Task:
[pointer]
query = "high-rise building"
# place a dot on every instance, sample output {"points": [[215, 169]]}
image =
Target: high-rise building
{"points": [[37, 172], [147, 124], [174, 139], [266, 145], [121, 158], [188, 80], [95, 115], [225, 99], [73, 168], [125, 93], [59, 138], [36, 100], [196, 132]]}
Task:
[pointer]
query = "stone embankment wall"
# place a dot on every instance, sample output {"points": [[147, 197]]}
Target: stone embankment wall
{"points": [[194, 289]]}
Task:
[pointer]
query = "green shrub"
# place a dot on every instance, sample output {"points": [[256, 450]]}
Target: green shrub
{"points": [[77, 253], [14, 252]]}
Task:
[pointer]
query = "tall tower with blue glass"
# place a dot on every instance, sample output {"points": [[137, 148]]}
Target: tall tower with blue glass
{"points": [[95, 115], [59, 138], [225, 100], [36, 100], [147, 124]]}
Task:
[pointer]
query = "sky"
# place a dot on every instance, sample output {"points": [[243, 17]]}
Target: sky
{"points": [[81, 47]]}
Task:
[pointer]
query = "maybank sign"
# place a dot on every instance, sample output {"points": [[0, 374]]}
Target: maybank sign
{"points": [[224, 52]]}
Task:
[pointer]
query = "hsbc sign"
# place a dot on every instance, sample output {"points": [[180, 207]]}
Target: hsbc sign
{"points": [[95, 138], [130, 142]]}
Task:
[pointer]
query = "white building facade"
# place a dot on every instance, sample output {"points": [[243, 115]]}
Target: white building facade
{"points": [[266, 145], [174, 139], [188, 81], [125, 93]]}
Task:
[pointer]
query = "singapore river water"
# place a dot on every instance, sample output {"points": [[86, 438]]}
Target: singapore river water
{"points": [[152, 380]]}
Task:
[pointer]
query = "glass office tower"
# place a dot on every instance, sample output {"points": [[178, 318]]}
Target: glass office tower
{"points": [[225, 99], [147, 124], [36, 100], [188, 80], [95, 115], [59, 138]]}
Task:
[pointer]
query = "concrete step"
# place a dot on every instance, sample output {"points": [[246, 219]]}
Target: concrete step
———
### REQUIREMENT
Return precisely the lines of the records, starting with the line that holds "Target: singapore river water" and ending with the last one.

### SOLUTION
Target: singapore river water
{"points": [[152, 380]]}
Task:
[pointer]
query = "glass office tower"
# place a dot on every instance, sample output {"points": [[178, 318]]}
Target: glass office tower
{"points": [[225, 99], [147, 124], [36, 100], [188, 80], [95, 115], [59, 138]]}
Task:
[pointer]
query = "concrete step"
# place a dot on every instance, sample output {"points": [[246, 219]]}
Target: concrete step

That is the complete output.